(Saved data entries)
◇ ◇ ◇ ◇ ◇
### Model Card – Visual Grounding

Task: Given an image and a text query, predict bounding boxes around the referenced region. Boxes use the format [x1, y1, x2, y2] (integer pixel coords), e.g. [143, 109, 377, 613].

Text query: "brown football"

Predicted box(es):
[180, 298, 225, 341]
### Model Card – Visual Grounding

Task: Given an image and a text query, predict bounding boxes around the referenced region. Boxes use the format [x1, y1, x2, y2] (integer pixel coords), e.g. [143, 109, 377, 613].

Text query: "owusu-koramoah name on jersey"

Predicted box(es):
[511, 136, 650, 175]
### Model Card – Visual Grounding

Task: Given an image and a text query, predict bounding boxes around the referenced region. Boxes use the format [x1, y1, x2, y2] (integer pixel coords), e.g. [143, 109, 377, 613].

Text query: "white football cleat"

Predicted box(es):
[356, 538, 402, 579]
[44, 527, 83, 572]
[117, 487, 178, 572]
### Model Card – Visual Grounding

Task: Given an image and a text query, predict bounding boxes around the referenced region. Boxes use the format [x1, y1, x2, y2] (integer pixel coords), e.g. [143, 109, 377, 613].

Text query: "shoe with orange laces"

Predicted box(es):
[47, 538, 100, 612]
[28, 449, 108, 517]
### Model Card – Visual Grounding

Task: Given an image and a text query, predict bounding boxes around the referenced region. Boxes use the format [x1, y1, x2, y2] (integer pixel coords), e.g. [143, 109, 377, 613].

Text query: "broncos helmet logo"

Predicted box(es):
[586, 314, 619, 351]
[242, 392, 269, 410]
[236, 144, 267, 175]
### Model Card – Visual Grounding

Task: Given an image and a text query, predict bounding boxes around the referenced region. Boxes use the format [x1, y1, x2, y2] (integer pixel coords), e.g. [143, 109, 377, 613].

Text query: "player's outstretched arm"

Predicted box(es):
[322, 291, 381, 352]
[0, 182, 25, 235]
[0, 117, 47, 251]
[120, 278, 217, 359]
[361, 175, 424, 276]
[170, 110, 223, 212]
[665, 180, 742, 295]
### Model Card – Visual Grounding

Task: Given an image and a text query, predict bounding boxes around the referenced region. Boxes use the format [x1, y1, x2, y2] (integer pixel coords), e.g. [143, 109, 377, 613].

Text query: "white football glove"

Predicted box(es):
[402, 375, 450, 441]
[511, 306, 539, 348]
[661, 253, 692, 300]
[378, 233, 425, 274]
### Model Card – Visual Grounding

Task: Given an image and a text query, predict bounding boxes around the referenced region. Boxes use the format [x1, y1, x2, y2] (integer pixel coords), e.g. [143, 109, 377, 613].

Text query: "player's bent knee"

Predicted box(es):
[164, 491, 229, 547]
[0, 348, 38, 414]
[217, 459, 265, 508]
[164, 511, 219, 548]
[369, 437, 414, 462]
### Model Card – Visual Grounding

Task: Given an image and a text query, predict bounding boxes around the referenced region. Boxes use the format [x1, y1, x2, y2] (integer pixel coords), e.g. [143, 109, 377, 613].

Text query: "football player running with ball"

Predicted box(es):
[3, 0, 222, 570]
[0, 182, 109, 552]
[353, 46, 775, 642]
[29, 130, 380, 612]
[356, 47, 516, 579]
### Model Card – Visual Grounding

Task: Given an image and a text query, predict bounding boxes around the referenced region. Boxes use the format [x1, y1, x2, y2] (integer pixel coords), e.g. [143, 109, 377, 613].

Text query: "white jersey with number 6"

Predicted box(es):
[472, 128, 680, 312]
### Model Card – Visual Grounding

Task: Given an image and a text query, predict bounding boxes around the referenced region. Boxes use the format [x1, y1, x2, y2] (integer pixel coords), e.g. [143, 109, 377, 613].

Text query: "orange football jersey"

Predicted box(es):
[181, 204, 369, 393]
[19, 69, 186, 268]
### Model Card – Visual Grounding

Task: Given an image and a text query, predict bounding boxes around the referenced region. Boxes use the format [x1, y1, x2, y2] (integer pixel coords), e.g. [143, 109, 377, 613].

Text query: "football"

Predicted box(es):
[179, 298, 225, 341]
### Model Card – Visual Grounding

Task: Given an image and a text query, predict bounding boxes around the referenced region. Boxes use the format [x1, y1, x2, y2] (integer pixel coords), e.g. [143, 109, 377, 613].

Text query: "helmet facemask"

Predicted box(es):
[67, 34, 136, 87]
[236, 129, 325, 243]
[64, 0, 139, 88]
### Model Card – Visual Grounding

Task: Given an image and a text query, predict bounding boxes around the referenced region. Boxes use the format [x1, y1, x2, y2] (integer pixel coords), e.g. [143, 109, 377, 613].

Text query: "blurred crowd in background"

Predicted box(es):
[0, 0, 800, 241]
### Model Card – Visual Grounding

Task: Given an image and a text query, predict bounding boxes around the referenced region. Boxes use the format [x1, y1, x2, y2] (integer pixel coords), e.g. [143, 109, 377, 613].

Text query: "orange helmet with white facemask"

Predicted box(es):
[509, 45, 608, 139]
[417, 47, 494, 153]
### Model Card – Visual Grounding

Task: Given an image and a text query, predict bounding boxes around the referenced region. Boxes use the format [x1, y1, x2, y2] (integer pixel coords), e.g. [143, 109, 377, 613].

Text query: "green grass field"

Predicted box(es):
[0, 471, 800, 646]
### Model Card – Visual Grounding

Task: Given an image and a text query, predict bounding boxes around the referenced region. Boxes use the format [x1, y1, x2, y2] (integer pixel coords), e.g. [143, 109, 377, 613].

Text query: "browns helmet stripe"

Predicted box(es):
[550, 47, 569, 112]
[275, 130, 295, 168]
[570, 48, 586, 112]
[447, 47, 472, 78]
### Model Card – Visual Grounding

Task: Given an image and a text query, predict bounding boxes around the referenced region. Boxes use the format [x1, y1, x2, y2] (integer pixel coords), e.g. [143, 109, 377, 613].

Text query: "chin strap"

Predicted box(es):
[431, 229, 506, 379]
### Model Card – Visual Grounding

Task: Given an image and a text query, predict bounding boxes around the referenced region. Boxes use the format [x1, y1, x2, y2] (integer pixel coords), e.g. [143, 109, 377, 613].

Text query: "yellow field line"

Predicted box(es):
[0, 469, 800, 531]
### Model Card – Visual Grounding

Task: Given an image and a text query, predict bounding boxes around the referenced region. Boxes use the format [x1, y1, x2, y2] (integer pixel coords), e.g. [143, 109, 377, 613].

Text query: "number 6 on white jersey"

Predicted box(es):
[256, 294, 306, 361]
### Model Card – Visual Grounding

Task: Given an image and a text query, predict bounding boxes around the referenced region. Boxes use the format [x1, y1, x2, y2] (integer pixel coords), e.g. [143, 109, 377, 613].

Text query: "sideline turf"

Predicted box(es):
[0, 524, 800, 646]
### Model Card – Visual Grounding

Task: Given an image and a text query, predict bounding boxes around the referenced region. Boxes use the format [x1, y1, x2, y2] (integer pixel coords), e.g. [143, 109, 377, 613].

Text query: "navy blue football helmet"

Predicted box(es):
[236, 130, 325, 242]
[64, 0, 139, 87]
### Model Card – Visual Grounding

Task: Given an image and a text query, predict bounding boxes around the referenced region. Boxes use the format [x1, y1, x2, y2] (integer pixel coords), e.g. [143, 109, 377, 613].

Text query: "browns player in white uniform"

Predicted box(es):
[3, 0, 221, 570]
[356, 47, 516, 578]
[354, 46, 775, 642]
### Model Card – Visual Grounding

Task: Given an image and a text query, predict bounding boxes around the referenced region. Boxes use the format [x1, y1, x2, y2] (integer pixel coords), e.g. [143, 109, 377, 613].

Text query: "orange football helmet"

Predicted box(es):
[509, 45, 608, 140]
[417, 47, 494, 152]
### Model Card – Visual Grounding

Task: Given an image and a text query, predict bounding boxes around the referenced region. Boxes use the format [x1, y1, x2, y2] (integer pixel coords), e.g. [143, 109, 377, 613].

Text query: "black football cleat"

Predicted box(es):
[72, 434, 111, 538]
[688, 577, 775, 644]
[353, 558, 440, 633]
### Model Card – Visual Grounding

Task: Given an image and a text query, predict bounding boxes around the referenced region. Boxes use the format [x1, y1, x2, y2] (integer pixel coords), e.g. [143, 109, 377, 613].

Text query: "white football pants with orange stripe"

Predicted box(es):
◇ ◇ ◇ ◇ ◇
Copy out, unchanged, the stretch of the items above from their start through the line that contains "[378, 233, 425, 274]".

• **WRITTEN SOLUTION**
### Model Card – Visual Grounding

Task: Given an image and a text query, predict bounding boxes around the referenced region. Boxes use the format [x1, y1, x2, y2] (integer pixel coords), e.g. [143, 109, 377, 613].

Text query: "brown football"

Predicted box(es):
[180, 298, 225, 341]
### Model Card – Visual Grounding

Task: Given an image and a text query, predict bounding boxes around the referenced region. Boxes use the format [x1, y1, x2, y2] (integer pixel coords), e.g. [143, 109, 377, 613].

Text query: "owusu-koramoah name on jersey"

Predicted box(es):
[511, 136, 650, 175]
### Model Card – Visual Grounding

Task: Given an image and a text query, predict bounding boxes around the referenced region. Boxes use the format [x1, y1, x2, y2] (integer pixel coords), e.g. [143, 109, 377, 613].

Text query: "white football cleat"

Predicted box(es):
[356, 538, 402, 579]
[44, 527, 83, 572]
[117, 487, 178, 572]
### Model Card – Visual Grounding

Task: Given an image and a text query, predict bounding boxes around the referenced region. Boxes use the format [x1, y1, x2, y2] (integer pixel coords), e.g. [143, 109, 377, 613].

Text query: "shoe with orange laces"

Predicted box(es):
[47, 538, 100, 612]
[28, 449, 108, 517]
### Model Card – Visual Grounding

Task: Given an image and a text query, predict bounding boxes around the referenced region. Boxes use the format [x1, y1, x2, y2] (integer pixel coords), e.g. [143, 109, 377, 613].

Text query: "broncos helmet logo"

Predicted box(es):
[586, 314, 619, 351]
[242, 392, 269, 410]
[236, 144, 267, 175]
### Model Card – Visual Grounding

Task: Given an image and a text query, predict bounding boxes around the referenced region. Boxes use the format [x1, y1, x2, y2] (integer pixel coords), e.g. [143, 109, 377, 613].

Text query: "player's outstretched arm"

Predicted box(es):
[322, 291, 381, 352]
[0, 182, 25, 235]
[0, 117, 47, 251]
[120, 278, 217, 359]
[361, 175, 424, 276]
[170, 110, 223, 212]
[665, 180, 742, 295]
### Model Card – Visual Grounding

Task: Given an image and a text query, predict bounding boxes around the referenced region. Boxes use the format [x1, y1, x2, y2] (integer pixel coords), e.g. [143, 109, 377, 613].

Text query: "white football glove"

Predicted box(es):
[402, 375, 450, 441]
[511, 306, 539, 348]
[661, 253, 692, 300]
[378, 233, 425, 274]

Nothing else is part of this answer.